◆ **提示文**:
<<<<

学資保険の主な目的は、進学に必要な資金を祝い金や満期保険金で賄うことです。進学のタイミングで終身保険を途中解約すれば、解約返戻金を学資に充てることができるため、学資保険の代わりに使うことができます。

終身保険を利用するのは、返戻率(払込保険料総額に対する解約返戻金額の割合)が比較的高いため、一定額の解約返戻金が期待できるためです。ただし、加入時の親の年齢や途中解約するまでの期間によっては、解約返戻金が少ないこともあるので加入前にきちんと確認しましょう。

理由②終身保険には親の死亡保障がある

理由の2つ目は、終身保険には親の死亡保障があることです。学資保険の代わりに終身保険へ加入する場合、親が契約者、被保険者になることが一般的です。

親が死亡した場合、遺族に死亡保険金が支給されます。学資保険の祝い金や満期保険金の代わりに、死亡保険金が支給されると考えると、学資保険の3つの機能の1つを終身保険で肩代わりできることになります。

終身保険には子どもに対する保障はない

学資保険に子どもの医療特約を付加した場合、貯蓄・親の死亡保障・子どもの入院保障という3つの機能があります。

前述の通り、終身保険には貯蓄機能や親の死亡保障があるため学資保険の代わりとして使えます。ただし、子どもの入院保障については親の終身保険ではカバーできないので注意しましょう。

終身保険を利用する場合、子どもの入院保障までカバーするには、別途子どもの医療保険に加入するなどの工夫が必要です。

学資保険と終身保険の比較

学資保険と終身保険のどちらを選択すればいいかを検討するために、貯蓄性と死亡保障について2つの保険を比較してみます。

貯蓄性(返戻率)の比較

貯蓄性(返戻率)を比較すると、一般的に学資保険のほうが返戻率は高くなります。

子どもの医療特約や養育一時金特約(※)などを付加しない場合、学資保険の返戻率(払込保険料総額に対する祝い金や満期保険金の割合)は100%前後です。
※契約者である親が死亡した場合に、一定額の死亡保険金を支払う特約のこと。

一方、終身保険の解約金の返戻率は、加入時の親の年齢や途中解約するまでの期間によって大きく異なりますが、100%を上回らない、またはかなり長期間加入しないと100%に届きません。

>>>>

[記録データ]
<<<<

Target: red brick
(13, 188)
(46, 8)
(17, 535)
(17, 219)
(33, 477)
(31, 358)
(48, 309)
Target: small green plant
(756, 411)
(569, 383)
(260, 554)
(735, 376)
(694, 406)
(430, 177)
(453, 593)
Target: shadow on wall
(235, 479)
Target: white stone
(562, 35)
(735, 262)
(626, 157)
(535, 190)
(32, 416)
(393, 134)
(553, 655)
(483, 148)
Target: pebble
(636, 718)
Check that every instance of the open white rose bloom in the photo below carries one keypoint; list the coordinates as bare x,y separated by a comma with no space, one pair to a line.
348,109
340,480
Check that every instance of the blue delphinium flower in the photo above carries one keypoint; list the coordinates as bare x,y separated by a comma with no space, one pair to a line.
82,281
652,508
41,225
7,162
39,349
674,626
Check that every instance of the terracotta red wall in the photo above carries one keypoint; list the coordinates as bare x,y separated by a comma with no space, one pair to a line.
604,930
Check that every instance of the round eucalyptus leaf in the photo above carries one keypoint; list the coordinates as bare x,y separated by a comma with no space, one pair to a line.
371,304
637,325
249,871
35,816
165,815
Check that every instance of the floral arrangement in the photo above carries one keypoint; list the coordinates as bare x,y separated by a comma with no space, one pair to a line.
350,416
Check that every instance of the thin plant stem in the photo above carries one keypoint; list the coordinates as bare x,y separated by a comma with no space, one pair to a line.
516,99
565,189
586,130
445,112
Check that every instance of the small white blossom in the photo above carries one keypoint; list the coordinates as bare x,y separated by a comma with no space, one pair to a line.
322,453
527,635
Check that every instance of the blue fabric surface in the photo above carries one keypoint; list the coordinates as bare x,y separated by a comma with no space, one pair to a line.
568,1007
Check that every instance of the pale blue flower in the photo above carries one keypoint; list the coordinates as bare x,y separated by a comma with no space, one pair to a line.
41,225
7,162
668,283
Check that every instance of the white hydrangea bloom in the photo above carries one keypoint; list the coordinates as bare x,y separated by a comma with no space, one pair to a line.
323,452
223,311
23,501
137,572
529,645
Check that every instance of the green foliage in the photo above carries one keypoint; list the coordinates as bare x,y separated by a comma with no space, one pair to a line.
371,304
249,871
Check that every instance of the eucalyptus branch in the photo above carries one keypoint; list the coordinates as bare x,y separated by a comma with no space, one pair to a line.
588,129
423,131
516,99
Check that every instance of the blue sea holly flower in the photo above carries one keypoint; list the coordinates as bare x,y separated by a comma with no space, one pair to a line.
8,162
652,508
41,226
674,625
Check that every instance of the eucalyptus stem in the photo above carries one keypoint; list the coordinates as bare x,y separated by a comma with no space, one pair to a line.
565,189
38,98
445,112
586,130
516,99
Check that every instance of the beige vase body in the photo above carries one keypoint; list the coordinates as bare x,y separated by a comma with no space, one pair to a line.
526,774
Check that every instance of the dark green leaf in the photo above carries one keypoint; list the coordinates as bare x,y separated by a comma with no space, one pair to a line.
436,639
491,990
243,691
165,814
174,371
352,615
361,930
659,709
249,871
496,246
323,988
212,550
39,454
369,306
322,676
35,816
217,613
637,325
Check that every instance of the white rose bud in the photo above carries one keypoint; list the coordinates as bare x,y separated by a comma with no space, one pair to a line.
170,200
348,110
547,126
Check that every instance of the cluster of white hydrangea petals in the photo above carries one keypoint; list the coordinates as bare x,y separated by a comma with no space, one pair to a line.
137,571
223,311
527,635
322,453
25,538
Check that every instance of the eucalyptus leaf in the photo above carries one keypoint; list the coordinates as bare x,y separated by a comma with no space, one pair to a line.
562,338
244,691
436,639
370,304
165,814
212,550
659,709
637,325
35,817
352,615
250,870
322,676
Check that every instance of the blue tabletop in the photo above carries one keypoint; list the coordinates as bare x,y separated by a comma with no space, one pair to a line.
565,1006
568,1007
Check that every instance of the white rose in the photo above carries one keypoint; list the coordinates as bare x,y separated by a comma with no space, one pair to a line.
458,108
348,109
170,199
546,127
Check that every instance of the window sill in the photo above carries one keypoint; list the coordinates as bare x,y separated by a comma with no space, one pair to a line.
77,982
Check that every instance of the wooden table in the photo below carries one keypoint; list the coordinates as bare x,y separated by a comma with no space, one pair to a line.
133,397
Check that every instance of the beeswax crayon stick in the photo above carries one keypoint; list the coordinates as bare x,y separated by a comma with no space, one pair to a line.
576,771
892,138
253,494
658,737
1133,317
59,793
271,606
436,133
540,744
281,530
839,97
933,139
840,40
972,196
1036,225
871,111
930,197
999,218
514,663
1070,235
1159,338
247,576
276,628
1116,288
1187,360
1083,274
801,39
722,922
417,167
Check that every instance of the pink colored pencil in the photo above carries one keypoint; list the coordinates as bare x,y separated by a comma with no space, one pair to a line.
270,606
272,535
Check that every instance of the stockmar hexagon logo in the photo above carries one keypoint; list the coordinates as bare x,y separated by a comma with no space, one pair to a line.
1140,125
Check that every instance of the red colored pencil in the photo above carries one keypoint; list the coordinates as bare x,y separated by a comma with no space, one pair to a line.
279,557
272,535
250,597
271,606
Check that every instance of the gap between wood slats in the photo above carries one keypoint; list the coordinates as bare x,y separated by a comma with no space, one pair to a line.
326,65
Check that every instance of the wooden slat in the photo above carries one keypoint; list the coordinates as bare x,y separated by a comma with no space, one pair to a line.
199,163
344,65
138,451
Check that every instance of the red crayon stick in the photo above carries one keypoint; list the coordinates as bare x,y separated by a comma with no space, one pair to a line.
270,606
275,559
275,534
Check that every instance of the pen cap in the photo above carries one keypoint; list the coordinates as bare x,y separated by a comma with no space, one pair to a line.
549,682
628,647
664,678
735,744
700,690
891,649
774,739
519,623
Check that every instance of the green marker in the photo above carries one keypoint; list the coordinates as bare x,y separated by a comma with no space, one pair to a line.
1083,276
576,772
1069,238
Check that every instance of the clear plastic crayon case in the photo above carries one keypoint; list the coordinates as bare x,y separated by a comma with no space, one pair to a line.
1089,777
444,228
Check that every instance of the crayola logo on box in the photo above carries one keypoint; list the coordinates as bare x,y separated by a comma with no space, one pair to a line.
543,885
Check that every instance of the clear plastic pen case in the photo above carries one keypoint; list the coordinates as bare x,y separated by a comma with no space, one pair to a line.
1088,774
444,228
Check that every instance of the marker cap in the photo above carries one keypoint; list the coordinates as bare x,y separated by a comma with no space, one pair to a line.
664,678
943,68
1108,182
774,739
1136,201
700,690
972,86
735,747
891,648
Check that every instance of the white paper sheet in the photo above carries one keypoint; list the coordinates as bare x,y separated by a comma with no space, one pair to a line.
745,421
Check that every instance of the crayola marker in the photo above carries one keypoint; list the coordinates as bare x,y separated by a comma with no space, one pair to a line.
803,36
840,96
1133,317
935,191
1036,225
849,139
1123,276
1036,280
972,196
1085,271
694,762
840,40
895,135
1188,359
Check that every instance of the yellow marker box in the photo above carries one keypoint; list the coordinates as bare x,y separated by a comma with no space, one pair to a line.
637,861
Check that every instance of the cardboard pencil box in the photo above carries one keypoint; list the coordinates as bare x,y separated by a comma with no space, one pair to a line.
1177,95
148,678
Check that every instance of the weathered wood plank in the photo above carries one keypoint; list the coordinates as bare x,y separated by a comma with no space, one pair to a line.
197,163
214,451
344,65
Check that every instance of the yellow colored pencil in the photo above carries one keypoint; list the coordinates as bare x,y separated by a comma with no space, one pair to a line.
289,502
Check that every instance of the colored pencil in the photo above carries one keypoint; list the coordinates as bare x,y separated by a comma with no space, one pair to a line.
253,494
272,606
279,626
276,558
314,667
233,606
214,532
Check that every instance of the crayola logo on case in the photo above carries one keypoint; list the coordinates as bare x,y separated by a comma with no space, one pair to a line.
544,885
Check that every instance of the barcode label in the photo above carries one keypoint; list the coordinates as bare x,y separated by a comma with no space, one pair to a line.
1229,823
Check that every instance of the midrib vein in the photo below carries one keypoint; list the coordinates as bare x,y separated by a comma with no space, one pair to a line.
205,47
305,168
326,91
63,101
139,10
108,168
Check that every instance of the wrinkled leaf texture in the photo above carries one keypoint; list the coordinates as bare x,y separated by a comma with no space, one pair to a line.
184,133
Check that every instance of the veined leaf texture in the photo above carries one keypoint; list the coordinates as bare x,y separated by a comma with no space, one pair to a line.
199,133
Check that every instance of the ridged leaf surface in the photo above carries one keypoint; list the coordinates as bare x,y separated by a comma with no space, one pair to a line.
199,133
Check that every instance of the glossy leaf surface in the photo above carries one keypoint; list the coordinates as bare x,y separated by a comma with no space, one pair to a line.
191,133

>>>>

◆ **読解の応用**:
• a. 学資保険と終身保険の文章から、「学資保険の主な目的は、進学に」以降「という3つの機能があります。」までを、両端の語句も含めて一字一句変えずに書き写してください。
• b. 学資保険と終身保険の文章を、最後の文に続けて書き進めてください。
記録データの項目は、学資保険と終身保険の文章とは関係がありません。

◆ **想定解答**:
• a.
学資保険の主な目的は、進学に必要な資金を祝い金や満期保険金で賄うことです。進学のタイミングで終身保険を途中解約すれば、解約返戻金を学資に充てることができるため、学資保険の代わりに使うことができます。

終身保険を利用するのは、返戻率(払込保険料総額に対する解約返戻金額の割合)が比較的高いため、一定額の解約返戻金が期待できるためです。ただし、加入時の親の年齢や途中解約するまでの期間によっては、解約返戻金が少ないこともあるので加入前にきちんと確認しましょう。

理由②終身保険には親の死亡保障がある

理由の2つ目は、終身保険には親の死亡保障があることです。学資保険の代わりに終身保険へ加入する場合、親が契約者、被保険者になることが一般的です。

親が死亡した場合、遺族に死亡保険金が支給されます。学資保険の祝い金や満期保険金の代わりに、死亡保険金が支給されると考えると、学資保険の3つの機能の1つを終身保険で肩代わりできることになります。

終身保険には子どもに対する保障はない

学資保険に子どもの医療特約を付加した場合、貯蓄・親の死亡保障・子どもの入院保障という3つの機能があります。

• b.
外資系保険会社A社の終身保険について、加入期間別の解約返戻率を試算してみます。契約者・被保険者は父親、35歳加入で60歳に保険料払込完了、死亡保険金額1,000万円、月払い保険料2万8,910円で試算します。

  • 加入5年後の返戻率:73.2%
  • 加入10年後の返戻率:85.9%
  • 加入15年後の返戻率:87.8%
  • 加入20年後の返戻率:89.8%

返戻率を重視して選択するなら、学資保険の方がいいでしょう。

死亡保障の比較

死亡保障を比較すると、一般的に終身保険のほうが保険金額は大きくなります。

前述の試算では、終身保険の死亡保険金額は1,000万円、月払い保険料は2万8,910円でした。

子どもが3歳のとき、父親を契約者として子ども18歳時に満期(保険料の支払いは15年間)、保険料2万8,910円の学資保険に加入、祝い金や満期保険金の返戻率を110%と仮定します。

加入後すぐに契約者が死亡した場合、保険料の支払いなしで今後受け取る祝い金や満期保険金の合計金額は約572万円です。

上記ケースでは、契約者である親が死亡した場合、終身保険なら1,000万円の死亡保険金、学資保険なら約572万円の祝い金や満期保険金が出ます。

死亡保障を重視する場合は、終身保険を選択しましょう。

教育資金の準備にはどちらがおすすめ?

2つの保険の貯蓄性や死亡保障の比較から、学資保険がおすすめの人と終身保険がおすすめの人を紹介します。

学資保険がおすすめの人

子どもの進学に合わせて確実にお金を受け取りたい人には、学資保険がおすすめです。高校進学時に〇〇万円、大学進学時に〇〇万円など、受け取り時期や受け取り金額が確定しているので安心です。

また、子どもの入院保障を含めて1つの保険で準備したい場合にも、学資保険を選択しましょう。

終身保険がおすすめの人

親に万が一のことがあった場合、より大きな保障を準備したい人には、終身保険がおすすめです。学資保険と比較すると、返戻率は低くなりますが、親の死亡時には大きな死亡保険金を受け取れます。

また、途中解約はいつでもできるため、受け取り時期を自由に決めたいと考える人にも、終身保険はおすすめできます。

なお、終身保険を選択する場合、一般的に保険料の払込期間が短いほど返戻率は高くなるので覚えておきましょう。

教育資金の準備にはつみたてNISAも選択肢

教育資金の準備には、学資保険や終身保険のほかにつみたてNISA(少額投資非課税制度)もおすすめです。

親がつみたてNISAを利用して投資信託などでお金を運用し、資金が必要なときに解約します。年間40万円までの投資に対し運用収益が非課税となるため、効率的な資産運用ができます。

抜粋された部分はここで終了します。